» DOCUMENT
The Airmen and the Headhunters Page 15
Somehow, Makahanap found out about the young lovers' secret correspondence and bribed the postman in Taruna (at the only post office on the island) to give him the letters that Herman sent Theresia. When he had collected a few, he took them to Theresia's father, who forbade his daughter to continue the correspondence. Makahanap knew that Theresia never loved him as she had loved Herman, but she eventually consented to an engagement to Makahanap when she turned nineteen. When she could delay it no longer, she married him in 1935, when Makahanap was twenty-six and she was twenty-five.
Makahanap loved her enough to make up for the lack of reciprocity, and he knew she was a good woman who would never betray him. His own faithfulness was another matter. While he and Theresia were studying at the Kemah Injil schools in Makassar in preparation for assignment to Borneo, William had an affair with a Celebes Muslim woman, by whom he had a son, Hassan. Makahanap still did not know why he had done it. Perhaps because he felt insufficiently loved by his wife. Perhaps because it was always hard for him to stay on one side of any question. He was like a gambler who always needed to hedge his bets.
But this time, he told himself, this time, with the blood of so many Japanese already on his hands, this time, he prayed to God, this time he would prove worthy to be Mama's husband and God's servant. He would do right and not count the cost.
With that vow in mind, he arrived in Long Berang, eager to pursue the war against the Japanese. The visit to his wife in Punan Silau had confirmed that the Japanese had not yet given up trying to find him. He would be unable to hide himself or avoid danger to his family much longer. The best defense would be to attack.
As for his American charges, he could not make up his mind which option made the most sense: To use them as fighters or to hide them where they would be safe. For the moment they were a distraction, so he decided to move them across the river to the Presswood house.
Still focused on his vow to continue the war, he took advantage of the presence of so many Dayaks in Long Berang to summon a mass meeting of the inhabitants of the Mentarang, Pa' Paru and Kinaye rivers. To the crowd lining the near bank of the Pa' Paru a short distance outside of town, the district officer declared there was no longer an alternative to fighting. The killing they had done already meant the Japanese would show them no mercy.
He warned the people that anyone who opposed or refused to carry out his orders would have to be regarded as a deadly enemy. There was no room left for standing aside. Now that the people of his district were directly involved in the war, it was better to die fighting than to wait to be tortured and killed by the Japanese. He said this would be a guerrilla war and explained that, in a guerrilla war, the advantage would be clearly with the Dayaks, who knew the jungle. They could hide, whereas the Japanese could not.
Makahanap knew his Bible. As he looked over the crowd, he must have been reminded of Gideon's selecting his Israelite forces for the battle against the Midianites. The D.O. knew many men of this part of Borneo personally and easily picked out a hundred strong men to be fighters and another fifty who were smart and reliable, but not as strong, to be messengers and informants. He divided the fighters into two groups, placing fifty under the command of Pangeran Lagan and the other fifty under Christiaan's command. He called on the two commanders to organize oath takings. "Dogs must be killed again," he declared. As for the others present, they were ordered to return home, but to see to it that the troops were fed. The meeting broke up without dissent.

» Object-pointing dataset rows
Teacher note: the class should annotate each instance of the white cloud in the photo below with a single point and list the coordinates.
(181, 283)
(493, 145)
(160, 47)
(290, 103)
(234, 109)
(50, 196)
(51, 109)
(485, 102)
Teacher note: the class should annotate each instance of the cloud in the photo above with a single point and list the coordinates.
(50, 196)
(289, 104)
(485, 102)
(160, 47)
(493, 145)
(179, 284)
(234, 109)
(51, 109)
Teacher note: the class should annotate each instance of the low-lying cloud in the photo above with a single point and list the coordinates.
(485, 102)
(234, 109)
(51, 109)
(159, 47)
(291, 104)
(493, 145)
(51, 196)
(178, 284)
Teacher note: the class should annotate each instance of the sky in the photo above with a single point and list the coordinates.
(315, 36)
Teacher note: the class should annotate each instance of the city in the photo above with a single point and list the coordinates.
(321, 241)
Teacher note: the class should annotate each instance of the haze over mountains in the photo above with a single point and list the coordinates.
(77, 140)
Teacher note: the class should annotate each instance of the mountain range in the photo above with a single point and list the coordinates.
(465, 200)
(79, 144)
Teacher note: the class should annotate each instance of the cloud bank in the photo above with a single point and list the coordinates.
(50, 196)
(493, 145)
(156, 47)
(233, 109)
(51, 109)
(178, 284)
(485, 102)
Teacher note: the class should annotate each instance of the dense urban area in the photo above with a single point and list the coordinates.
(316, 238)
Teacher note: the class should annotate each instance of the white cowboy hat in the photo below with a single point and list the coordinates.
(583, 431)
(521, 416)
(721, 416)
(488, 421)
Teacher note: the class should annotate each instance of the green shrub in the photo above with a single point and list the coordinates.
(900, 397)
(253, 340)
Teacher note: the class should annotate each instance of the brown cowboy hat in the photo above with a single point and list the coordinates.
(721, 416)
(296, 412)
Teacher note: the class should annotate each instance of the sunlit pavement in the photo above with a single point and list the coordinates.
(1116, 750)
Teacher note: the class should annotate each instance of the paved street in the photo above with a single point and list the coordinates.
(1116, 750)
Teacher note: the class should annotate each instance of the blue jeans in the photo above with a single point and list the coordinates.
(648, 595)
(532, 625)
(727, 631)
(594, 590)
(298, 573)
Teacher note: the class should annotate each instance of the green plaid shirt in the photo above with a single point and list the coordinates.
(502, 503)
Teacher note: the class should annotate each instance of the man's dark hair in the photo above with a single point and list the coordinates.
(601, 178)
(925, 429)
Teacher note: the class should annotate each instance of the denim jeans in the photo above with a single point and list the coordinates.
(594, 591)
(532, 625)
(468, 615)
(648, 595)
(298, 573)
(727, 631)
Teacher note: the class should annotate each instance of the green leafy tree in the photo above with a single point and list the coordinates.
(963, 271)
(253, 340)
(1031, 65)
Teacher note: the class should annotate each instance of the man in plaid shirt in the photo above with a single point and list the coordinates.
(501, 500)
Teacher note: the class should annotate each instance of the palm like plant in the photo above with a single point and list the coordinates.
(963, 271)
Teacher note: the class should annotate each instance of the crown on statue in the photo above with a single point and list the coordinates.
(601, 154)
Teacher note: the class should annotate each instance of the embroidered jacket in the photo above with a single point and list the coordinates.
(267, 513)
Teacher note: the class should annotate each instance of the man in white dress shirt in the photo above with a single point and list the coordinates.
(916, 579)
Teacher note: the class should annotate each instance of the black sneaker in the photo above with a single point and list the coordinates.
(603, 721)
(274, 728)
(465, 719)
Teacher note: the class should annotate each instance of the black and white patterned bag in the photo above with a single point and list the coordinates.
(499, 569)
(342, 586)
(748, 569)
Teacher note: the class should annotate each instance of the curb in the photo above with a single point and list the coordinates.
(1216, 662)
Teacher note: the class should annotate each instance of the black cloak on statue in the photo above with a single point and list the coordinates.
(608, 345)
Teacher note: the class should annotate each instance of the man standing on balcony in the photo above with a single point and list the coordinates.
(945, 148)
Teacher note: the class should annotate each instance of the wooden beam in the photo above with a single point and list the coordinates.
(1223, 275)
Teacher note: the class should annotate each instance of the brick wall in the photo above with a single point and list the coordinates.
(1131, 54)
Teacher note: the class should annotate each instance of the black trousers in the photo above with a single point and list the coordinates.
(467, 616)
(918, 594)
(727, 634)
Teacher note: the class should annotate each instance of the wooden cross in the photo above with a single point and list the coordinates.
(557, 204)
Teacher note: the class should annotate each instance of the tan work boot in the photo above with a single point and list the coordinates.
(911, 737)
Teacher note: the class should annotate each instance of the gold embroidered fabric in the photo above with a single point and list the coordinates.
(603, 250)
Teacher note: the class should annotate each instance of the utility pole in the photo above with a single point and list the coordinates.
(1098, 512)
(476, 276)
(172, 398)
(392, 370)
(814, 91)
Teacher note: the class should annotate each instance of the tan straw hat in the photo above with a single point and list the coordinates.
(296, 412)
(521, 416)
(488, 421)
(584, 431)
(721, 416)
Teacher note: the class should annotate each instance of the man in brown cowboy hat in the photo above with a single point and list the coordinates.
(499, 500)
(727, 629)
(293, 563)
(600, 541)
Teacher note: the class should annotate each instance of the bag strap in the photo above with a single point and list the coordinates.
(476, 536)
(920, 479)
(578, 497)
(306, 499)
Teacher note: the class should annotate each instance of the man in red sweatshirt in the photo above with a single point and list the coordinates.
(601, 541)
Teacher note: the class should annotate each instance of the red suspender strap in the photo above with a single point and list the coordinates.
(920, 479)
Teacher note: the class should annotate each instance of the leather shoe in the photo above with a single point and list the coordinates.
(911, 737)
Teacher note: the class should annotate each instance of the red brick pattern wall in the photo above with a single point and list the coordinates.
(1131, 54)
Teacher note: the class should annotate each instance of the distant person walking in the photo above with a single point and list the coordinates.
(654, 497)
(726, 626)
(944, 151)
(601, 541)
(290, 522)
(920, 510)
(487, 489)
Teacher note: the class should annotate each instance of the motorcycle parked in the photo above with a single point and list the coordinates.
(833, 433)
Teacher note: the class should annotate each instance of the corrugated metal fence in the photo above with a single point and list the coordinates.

» AIM
According to the excerpt, in what year did Theresia marry Makahanap? These entries were drawn from a separate source.

» OUTPUT FOR THIS TASK
1935.